| WHAT THE EXERCISE ASKS |
Reproduce everything in the interview below from "I measure success" down to "do the project.", word for word.

| GIVEN TEXT |
● ● ● ● ●
Which project did you have the most fun working on, and what made it so great?

I have so many that I have enjoyed, but i think the most fun was when we put together the best singles Galentine’s event for Redbull in a matter of two days. We got 15 of the best single influencer creators paired with top creatives to make every relationship turn an eye and want to be single. It was a super magical event and the content came out like an Ariana Grande music video. We had the best night and it highlighted Redbull’s new drink in the best way.

It took me years to gain confidence and not care what others think. Even today, I still have moments of anxiety or can’t be in certain rooms with people because I don’t feel confident enough. It’s all about your mindset and training your brain not to care and be proud of who you are.

How do you measure success in your campaigns, and which metrics do you feel are the most reliable?

I measure success when I can fully execute a project. I am a huge hand-holder with my clients. I want to make sure they know exactly what they’re getting and make sure that every step of the way it’s exactly what they wanted. Execution is really big for me. If I feel like I can’t execute something, I just won’t do the project.

Who inspires you in life, and how has personal experience influenced your creativity?

I think the industry and being in Los Angeles helped. I get inspired by traveling or seeing art or checking out new music videos. Anything that is showing a window to the future. Since I grew up with two really creative parents they have inspired me to have multiple outlets to let my brain run wild.

Millennial Magazine- Lindsey Heppner

©Lindsey Heppner

What is the best part of owning a social media/content creation agency? What is the worst part?

I’m thankful that i created an agency out of thin air and it’s been in the direction of where the future is heading. I love meeting new people and seeing brands come to life and integrating my creative mind and strategy into brands. It’s a rush to see something come to life.

Worst part? Do you have time, lol. I think for me I don’t like highlighting the worst parts of anything because there has to be a balance in any business. I think everything is a learning experience and I’m here for it. Everything that has gone wrong in my business or that has been a struggle has shaped me into the person that I am today and has made me a better business owner.

How has social media changed since the start of the pandemic, and what do you see happening in the short and long-term future?

Millennial Magazine- Lindsey Heppner

©Lindsey Heppner

I think more than ever brands saw how valuable social media is. Also, it was a great way to see that employees got more done remotely. People were way more on top of their game during the pandemic. I had started my business in chaos so the pandemic for me was another pivot that I was ready for. For the short and long term, I see us just getting more accustomed to a virtual world. We are becoming acclimated to staying inside and being on our devices at all times. It’s scary but true… so that means that everything is going to exist in this world, and you better get involved and understand social media cause it’s not going anywhere. I think there will always be new platforms that will be integrated into the social space, but overall social media is here to stay.

If you were to go back in time, what “words of wisdom” would you have for your 21-year-old self?

This is a hard one, cause when I was 21 I was a very driven kid. I always chose to learn over partying and tried to integrate myself into as many different types of jobs. I wish I would have invested more time into learning how to multiply myself. There are very few people around me who have the time management and skills to accomplish as much as I can in one day. I guess I would just hug my younger self and say, “Don’t be so hard on yourself. You’re crushing it!”
● ● ● ● ●
| DATA LISTING |
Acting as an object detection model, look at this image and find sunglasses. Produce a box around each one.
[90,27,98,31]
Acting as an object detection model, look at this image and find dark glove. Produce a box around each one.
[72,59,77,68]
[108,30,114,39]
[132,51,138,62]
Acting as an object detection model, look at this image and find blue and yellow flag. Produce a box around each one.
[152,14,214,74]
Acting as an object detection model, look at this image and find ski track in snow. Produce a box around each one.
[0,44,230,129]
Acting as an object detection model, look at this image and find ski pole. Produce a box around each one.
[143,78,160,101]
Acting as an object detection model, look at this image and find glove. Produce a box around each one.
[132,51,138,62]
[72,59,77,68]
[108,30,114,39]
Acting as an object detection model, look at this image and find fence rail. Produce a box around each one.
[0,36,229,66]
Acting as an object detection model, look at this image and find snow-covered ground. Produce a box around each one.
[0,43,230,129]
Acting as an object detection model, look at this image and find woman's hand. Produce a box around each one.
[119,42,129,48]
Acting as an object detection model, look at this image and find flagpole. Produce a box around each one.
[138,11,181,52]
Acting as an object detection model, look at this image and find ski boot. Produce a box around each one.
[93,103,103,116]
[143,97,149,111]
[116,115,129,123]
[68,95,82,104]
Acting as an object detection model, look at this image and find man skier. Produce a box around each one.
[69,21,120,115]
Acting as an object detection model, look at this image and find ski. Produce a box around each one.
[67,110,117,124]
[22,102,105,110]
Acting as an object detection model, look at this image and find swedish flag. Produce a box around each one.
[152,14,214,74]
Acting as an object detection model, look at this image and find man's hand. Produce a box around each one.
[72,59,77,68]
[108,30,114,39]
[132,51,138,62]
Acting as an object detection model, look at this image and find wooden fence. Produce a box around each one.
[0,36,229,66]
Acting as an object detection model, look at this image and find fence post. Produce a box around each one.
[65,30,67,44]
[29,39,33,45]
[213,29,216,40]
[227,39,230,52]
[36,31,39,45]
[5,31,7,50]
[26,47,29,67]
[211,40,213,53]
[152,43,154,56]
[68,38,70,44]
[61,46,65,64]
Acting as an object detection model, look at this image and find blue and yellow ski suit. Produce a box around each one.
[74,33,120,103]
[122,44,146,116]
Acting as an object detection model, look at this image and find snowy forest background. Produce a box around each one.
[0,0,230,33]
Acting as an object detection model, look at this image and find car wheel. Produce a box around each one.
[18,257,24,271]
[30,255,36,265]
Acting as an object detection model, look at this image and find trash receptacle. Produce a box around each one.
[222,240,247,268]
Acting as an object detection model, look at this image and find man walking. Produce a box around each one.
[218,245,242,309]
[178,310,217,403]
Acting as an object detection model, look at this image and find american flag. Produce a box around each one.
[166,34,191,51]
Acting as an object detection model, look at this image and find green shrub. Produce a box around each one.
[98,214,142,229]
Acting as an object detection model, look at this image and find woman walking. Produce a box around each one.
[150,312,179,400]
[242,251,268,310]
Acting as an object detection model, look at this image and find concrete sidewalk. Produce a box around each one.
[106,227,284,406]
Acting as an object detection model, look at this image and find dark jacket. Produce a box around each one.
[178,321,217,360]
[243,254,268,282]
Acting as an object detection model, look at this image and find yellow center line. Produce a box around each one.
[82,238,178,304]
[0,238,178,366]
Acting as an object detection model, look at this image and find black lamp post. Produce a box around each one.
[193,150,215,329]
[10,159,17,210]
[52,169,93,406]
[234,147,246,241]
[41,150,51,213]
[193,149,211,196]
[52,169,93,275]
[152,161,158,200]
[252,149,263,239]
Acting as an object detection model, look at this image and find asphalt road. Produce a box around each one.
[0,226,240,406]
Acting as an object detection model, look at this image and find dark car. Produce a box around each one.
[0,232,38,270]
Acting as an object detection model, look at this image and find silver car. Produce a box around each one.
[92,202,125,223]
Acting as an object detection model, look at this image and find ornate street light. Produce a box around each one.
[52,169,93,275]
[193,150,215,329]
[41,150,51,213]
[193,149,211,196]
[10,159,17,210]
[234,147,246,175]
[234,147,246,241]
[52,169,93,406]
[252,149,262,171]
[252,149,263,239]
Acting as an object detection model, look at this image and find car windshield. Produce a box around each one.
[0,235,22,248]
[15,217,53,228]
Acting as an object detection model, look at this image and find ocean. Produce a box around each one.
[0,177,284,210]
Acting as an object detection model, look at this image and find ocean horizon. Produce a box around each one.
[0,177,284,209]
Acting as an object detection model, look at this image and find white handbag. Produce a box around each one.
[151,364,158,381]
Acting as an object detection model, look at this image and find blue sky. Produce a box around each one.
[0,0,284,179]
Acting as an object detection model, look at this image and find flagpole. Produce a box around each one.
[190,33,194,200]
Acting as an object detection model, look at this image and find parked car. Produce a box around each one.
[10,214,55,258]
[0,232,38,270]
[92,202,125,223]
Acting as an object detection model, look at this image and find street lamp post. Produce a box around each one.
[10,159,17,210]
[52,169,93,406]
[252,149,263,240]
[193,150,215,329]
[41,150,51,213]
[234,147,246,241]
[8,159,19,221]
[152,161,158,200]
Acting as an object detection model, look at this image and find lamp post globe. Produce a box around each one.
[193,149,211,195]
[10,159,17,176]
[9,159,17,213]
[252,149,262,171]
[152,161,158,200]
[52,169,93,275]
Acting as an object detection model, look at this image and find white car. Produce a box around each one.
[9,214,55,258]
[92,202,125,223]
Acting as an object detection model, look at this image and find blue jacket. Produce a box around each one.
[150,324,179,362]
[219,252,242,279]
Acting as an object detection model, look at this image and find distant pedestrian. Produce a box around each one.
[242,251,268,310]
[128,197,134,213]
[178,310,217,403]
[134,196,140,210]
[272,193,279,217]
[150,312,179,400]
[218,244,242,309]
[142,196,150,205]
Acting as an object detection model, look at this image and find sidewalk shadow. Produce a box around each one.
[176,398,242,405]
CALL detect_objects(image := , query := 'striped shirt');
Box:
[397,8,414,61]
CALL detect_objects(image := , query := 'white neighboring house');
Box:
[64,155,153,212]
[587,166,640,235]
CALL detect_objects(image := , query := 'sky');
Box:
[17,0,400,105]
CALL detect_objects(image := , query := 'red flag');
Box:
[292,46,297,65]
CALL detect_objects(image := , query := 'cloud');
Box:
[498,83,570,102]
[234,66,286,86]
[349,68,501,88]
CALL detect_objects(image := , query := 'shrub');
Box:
● ● ● ● ●
| TASK RESPONSE |
I measure success when I can fully execute a project. I am a huge hand-holder with my clients. I want to make sure they know exactly what they’re getting and make sure that every step of the way it’s exactly what they wanted. Execution is really big for me. If I feel like I can’t execute something, I just won’t do the project.